#### What to work on
The answer must be a bare number: the count of lines below that contain "bollard".

#### Information supplied
----
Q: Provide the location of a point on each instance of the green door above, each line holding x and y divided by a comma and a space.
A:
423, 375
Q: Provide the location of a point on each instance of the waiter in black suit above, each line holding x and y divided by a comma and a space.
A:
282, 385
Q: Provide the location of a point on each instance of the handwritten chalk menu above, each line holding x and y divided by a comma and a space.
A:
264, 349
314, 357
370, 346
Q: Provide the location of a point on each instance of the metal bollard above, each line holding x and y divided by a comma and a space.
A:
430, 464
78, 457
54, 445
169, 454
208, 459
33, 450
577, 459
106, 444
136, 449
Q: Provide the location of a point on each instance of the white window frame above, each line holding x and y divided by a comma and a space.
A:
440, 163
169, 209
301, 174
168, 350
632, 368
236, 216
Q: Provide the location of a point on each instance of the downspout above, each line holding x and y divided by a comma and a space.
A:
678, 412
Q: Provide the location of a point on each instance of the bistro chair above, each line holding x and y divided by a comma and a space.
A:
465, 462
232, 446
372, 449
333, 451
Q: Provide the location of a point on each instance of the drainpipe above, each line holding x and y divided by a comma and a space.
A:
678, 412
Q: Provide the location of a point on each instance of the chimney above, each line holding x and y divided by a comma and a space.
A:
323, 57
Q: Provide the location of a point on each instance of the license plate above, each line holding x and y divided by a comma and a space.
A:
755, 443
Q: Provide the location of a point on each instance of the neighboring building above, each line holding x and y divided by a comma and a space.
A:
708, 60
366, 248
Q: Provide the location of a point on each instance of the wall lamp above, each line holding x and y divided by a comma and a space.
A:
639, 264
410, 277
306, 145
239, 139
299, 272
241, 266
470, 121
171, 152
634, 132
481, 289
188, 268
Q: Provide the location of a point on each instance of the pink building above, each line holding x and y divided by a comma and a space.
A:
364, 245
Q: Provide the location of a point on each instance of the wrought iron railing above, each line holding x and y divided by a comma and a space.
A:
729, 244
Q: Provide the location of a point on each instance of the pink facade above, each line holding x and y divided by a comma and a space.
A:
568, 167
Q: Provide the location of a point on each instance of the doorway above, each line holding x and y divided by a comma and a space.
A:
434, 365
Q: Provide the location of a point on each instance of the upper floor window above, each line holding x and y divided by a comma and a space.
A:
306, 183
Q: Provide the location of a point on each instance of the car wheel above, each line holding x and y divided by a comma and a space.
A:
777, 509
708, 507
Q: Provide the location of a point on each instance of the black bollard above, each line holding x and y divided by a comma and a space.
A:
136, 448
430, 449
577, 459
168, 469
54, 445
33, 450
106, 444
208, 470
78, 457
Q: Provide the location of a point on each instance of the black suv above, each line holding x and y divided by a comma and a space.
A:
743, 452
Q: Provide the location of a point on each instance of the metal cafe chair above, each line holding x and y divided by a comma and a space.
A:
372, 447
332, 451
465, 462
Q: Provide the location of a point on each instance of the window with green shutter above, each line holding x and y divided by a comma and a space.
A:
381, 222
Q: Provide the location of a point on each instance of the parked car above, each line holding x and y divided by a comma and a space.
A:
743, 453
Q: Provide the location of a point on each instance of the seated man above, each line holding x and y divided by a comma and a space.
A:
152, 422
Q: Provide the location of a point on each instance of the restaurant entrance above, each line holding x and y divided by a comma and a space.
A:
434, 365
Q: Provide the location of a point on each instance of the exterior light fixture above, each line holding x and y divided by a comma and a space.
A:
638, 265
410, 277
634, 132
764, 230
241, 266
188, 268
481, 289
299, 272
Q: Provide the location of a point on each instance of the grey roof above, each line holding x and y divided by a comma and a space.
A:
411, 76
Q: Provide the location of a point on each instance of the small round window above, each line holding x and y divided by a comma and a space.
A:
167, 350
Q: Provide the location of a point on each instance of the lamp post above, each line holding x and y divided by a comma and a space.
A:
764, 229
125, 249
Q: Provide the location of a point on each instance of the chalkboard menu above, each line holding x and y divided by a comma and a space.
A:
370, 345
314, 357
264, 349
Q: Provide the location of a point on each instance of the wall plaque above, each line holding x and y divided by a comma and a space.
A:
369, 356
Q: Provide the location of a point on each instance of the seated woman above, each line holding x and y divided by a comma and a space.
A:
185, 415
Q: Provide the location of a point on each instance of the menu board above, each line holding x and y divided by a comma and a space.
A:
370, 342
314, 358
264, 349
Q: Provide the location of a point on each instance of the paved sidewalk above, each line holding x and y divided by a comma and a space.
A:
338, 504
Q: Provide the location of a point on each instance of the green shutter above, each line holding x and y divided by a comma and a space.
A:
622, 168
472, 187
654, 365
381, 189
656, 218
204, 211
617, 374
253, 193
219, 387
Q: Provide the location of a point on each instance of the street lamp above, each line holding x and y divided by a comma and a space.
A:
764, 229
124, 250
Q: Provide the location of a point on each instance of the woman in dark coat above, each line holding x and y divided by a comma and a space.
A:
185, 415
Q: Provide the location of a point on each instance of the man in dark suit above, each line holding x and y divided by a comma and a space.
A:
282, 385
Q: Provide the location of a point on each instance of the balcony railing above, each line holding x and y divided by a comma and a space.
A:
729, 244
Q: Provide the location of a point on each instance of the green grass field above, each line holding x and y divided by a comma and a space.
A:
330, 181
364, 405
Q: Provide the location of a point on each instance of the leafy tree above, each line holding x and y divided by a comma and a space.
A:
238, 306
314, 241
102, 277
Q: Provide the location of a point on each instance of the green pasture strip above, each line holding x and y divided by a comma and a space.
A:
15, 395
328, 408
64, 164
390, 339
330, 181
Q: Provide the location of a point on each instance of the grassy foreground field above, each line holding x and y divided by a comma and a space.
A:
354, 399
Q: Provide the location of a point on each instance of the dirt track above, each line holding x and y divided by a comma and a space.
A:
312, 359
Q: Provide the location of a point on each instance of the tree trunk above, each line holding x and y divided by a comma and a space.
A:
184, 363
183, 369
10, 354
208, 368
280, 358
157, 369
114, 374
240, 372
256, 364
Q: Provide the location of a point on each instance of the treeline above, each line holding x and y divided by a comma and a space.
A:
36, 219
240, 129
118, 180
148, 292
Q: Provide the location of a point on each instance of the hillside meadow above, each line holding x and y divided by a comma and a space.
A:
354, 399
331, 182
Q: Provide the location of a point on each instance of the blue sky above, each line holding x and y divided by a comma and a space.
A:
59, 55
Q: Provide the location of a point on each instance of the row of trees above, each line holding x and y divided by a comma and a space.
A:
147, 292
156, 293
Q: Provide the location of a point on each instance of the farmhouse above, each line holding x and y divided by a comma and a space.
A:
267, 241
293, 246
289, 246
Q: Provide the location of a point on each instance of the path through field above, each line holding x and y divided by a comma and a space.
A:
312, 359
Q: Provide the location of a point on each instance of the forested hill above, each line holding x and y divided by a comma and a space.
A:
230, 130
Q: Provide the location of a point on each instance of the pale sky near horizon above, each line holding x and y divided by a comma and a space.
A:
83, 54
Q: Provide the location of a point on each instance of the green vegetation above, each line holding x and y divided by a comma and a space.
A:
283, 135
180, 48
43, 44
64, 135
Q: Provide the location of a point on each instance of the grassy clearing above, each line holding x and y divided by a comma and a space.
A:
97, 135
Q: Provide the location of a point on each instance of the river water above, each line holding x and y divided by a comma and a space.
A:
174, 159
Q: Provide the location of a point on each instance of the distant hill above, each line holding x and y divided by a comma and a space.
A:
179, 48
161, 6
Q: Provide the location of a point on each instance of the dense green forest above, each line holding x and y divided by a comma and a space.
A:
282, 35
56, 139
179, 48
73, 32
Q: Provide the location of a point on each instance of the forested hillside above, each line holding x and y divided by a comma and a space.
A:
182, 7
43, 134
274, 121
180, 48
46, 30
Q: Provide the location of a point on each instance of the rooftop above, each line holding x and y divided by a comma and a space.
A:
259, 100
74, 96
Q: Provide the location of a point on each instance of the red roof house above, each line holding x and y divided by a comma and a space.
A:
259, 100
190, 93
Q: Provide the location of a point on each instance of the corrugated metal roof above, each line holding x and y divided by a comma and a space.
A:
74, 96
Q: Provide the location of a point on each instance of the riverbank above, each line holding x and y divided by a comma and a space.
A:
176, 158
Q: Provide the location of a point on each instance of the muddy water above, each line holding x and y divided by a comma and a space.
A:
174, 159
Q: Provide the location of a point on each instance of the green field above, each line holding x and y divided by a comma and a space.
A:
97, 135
----
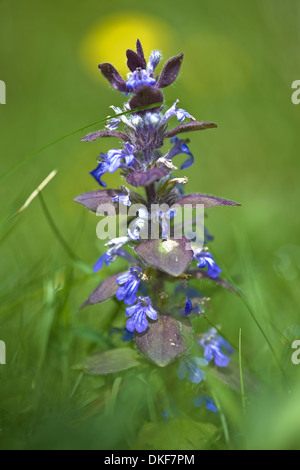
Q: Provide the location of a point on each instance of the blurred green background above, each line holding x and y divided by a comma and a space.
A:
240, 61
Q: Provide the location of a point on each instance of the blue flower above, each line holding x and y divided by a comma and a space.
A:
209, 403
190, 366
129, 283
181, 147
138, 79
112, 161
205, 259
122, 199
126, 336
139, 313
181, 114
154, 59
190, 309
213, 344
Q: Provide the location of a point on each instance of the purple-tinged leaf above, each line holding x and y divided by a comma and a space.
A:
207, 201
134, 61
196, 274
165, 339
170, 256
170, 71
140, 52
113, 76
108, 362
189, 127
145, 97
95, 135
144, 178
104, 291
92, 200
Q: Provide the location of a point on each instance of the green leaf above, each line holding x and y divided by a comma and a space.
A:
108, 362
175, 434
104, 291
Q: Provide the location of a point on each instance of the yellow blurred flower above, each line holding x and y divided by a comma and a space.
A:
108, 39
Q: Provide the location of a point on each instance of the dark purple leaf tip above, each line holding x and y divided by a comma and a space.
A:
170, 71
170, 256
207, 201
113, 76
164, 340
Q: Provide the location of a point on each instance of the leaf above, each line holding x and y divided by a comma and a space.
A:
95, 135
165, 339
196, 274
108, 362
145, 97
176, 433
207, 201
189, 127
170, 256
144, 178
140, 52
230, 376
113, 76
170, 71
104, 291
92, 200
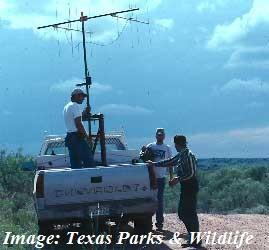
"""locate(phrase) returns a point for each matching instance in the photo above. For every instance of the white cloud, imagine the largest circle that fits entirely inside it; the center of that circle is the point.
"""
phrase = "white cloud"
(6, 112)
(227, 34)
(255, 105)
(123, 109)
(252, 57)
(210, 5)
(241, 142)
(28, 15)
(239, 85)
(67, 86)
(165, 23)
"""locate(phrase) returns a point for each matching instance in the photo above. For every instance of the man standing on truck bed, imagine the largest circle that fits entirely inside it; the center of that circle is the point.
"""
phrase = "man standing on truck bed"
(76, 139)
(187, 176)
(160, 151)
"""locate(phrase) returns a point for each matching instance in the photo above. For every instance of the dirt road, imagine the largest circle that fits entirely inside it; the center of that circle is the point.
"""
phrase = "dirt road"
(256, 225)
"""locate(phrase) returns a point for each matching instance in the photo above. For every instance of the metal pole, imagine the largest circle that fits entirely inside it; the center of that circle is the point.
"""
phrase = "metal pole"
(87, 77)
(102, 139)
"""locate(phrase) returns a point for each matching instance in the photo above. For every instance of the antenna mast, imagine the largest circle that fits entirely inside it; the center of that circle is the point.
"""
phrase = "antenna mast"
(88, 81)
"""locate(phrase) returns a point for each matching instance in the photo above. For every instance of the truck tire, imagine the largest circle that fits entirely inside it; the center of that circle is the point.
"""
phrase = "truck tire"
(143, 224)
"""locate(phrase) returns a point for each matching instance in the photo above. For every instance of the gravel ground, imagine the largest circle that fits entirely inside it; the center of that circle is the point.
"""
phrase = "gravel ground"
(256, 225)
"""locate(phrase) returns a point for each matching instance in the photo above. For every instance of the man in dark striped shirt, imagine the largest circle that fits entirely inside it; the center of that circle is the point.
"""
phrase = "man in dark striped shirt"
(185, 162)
----
#### Exercise solution
2